Commento al Vangelo
Lc 1,26-38
Quand’ecco giunse un angelo di Dio
Quand’ecco una gran luce invase la stanzetta e la fece trasalire. In quella luce splendeva più fulgido un angelo di Dio.
Maria non si turbò e non temette, perché era abituata alla compagnia degli angeli; ma si accorse che quel celeste messaggero non era come gli altri, in quel momento. Non aveva un aspetto di maestà, ma sembrava prostrato in riverente ossequio; rifulgeva di luce più grande, poiché portava il più grande messaggio che sia stato mai portato dal Cielo in terra; ma la sua grandezza era velata dall’umiltà.
Sostò per un momento, si curvò e, ammirando il capolavoro di Dio, esclamò: Ti saluto, o piena di grazia, il Signore è con te; benedetta tu fra le donne. E si fermò adorando Dio che l’aveva fatta così bella, poiché in Lei vedeva i riflessi più luminosi dell’infinita santità.

Consegna:
Indica se ciascuna affermazione concorda con il commento al Vangelo, rispondendo sì o no e riportando tra virgolette le parole decisive. 1. Maria si turbò alla vista dell'angelo. 2. L'angelo aveva un aspetto di maestà. 3. La grandezza dell'angelo era velata dall'umiltà.

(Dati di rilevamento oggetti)
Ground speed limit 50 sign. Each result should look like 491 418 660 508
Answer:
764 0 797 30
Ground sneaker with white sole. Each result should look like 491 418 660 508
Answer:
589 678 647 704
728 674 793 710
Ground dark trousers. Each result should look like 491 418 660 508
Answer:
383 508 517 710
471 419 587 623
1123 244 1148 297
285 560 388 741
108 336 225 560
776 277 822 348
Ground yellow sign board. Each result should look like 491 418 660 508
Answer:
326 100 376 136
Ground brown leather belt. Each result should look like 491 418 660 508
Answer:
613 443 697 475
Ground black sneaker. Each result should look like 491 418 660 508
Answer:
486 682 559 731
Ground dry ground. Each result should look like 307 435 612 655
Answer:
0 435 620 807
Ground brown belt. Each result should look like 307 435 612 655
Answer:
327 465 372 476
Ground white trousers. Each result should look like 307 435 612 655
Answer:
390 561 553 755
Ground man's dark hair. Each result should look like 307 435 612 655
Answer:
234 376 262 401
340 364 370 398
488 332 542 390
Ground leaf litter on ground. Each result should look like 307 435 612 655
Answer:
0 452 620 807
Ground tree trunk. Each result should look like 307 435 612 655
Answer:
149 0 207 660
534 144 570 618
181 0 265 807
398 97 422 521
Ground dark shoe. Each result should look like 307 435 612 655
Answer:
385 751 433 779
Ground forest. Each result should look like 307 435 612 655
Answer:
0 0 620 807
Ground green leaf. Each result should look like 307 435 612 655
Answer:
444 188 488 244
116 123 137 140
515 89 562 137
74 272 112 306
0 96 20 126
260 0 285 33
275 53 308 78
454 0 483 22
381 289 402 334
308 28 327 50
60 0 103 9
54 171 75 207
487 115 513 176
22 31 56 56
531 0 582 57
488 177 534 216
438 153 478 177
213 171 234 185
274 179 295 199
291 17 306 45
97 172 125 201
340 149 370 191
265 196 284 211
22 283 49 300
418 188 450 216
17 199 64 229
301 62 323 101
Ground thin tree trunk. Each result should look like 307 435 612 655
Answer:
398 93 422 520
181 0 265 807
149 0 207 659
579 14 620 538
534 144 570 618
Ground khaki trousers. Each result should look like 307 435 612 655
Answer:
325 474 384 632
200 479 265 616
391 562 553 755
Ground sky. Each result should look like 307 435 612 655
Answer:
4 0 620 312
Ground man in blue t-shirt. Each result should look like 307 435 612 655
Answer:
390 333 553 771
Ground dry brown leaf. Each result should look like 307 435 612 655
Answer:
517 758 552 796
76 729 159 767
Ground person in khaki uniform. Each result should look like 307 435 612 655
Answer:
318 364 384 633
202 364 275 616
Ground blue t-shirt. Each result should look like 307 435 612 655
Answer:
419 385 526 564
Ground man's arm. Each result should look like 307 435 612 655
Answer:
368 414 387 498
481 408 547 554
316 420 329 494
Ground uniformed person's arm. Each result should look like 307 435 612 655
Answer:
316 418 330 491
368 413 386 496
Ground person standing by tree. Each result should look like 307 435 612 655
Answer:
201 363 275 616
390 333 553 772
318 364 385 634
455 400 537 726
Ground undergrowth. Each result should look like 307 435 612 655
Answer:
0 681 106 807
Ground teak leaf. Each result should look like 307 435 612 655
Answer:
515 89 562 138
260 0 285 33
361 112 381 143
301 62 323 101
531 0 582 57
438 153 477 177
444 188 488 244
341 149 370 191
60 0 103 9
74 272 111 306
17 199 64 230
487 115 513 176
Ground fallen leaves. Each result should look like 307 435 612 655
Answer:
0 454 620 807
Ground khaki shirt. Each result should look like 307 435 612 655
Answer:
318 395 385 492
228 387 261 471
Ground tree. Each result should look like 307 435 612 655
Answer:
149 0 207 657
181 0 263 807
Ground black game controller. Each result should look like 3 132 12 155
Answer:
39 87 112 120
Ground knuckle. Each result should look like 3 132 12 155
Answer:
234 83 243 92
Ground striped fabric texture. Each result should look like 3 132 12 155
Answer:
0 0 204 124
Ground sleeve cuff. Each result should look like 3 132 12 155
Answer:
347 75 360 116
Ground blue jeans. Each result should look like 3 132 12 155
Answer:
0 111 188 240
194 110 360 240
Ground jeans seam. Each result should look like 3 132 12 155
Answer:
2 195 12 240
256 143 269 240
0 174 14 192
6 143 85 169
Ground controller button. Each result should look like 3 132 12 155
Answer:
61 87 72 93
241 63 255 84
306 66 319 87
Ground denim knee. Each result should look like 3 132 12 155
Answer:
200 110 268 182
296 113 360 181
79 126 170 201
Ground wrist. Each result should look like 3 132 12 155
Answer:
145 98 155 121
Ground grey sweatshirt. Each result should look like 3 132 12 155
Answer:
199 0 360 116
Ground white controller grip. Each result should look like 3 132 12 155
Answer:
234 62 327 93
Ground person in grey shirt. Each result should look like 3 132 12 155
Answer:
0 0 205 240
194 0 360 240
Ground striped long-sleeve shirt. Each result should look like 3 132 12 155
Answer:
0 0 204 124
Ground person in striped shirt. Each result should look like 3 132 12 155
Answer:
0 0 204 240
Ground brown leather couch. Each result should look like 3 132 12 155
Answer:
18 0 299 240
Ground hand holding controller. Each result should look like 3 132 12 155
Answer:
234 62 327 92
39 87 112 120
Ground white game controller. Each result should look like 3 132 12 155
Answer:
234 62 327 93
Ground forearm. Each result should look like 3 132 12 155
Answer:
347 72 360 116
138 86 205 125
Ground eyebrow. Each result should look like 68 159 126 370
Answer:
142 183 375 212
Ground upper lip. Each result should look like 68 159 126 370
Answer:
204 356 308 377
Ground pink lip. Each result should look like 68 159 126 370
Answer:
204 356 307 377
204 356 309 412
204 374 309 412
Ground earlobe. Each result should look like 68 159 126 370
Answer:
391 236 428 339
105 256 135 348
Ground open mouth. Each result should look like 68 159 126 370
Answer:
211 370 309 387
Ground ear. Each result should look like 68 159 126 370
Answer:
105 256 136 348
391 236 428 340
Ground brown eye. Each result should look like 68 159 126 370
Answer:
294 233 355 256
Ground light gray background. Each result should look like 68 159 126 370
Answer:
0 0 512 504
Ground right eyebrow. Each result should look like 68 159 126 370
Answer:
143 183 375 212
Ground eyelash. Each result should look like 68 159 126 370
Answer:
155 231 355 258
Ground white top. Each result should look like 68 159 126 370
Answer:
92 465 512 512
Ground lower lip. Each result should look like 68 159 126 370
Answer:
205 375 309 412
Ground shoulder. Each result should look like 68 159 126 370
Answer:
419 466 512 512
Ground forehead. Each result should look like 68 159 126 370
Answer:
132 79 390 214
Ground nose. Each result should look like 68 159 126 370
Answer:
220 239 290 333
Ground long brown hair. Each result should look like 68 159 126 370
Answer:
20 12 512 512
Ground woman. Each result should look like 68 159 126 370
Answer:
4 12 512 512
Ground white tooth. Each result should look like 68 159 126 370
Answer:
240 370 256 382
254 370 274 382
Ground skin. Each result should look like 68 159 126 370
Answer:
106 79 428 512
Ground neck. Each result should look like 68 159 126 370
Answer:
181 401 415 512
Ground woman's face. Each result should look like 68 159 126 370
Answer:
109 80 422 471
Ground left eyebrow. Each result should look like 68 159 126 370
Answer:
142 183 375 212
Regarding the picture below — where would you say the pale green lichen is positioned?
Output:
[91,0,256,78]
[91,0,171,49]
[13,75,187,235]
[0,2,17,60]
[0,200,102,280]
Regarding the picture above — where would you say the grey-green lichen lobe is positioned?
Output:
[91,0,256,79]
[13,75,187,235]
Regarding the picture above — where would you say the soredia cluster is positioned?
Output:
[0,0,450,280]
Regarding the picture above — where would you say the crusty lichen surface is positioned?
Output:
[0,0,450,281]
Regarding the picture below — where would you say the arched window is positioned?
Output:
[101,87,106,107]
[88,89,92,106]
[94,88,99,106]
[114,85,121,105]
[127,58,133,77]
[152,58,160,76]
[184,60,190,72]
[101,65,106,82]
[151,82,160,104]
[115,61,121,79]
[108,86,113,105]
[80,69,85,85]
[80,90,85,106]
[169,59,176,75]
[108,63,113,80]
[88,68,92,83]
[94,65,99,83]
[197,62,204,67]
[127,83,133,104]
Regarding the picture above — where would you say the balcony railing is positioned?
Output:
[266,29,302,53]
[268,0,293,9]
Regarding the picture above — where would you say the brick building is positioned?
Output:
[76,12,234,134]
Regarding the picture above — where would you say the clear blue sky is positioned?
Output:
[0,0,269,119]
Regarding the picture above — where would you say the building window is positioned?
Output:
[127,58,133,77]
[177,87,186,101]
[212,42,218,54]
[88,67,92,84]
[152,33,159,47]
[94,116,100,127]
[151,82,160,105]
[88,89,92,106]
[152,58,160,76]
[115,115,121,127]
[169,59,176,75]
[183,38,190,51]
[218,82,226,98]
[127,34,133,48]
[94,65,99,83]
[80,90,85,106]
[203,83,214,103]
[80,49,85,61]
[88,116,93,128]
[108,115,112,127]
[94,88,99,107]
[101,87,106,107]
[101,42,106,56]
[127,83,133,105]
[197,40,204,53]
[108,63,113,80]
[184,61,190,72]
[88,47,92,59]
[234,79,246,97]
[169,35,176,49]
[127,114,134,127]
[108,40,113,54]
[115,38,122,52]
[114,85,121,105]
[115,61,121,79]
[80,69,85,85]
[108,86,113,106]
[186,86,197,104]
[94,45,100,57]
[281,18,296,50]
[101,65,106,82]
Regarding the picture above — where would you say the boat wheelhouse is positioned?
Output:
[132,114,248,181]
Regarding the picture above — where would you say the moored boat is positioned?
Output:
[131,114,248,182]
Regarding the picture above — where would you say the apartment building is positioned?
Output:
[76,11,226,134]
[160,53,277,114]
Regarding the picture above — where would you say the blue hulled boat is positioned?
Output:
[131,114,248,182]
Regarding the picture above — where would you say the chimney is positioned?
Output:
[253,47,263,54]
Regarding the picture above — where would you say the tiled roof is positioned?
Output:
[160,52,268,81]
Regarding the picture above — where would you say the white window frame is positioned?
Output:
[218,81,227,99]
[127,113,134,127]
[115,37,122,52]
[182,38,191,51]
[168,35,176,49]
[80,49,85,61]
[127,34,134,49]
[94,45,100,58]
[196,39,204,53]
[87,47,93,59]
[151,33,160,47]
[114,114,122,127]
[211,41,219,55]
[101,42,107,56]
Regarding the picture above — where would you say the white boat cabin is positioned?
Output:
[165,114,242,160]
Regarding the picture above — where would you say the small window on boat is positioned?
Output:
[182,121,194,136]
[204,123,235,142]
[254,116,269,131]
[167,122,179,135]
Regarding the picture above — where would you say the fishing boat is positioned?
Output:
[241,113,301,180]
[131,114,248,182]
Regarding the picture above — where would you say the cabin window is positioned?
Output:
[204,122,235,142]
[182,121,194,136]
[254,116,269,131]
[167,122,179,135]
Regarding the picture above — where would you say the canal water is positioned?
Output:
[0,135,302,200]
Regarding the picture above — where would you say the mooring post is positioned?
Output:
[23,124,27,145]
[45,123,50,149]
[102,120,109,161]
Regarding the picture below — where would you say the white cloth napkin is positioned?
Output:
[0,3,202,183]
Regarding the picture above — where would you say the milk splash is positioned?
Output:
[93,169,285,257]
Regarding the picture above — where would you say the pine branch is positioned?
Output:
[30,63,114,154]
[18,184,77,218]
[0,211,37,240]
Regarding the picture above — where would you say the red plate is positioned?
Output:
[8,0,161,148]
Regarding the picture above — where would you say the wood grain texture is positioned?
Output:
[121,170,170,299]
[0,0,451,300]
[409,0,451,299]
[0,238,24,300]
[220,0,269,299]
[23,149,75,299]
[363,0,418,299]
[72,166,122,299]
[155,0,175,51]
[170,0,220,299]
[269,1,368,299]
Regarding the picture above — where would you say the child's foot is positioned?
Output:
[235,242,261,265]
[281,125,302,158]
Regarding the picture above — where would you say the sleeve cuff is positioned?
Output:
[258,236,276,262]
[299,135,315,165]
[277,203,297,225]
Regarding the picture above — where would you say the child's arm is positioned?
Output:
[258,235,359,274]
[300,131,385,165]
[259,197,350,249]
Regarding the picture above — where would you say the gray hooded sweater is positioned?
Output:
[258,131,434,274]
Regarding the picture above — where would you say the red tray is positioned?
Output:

Soluzione dell'esercizio:
1. No: "Maria non si turbò e non temette".
2. No: "Non aveva un aspetto di maestà".
3. Sì: "la sua grandezza era velata dall’umiltà".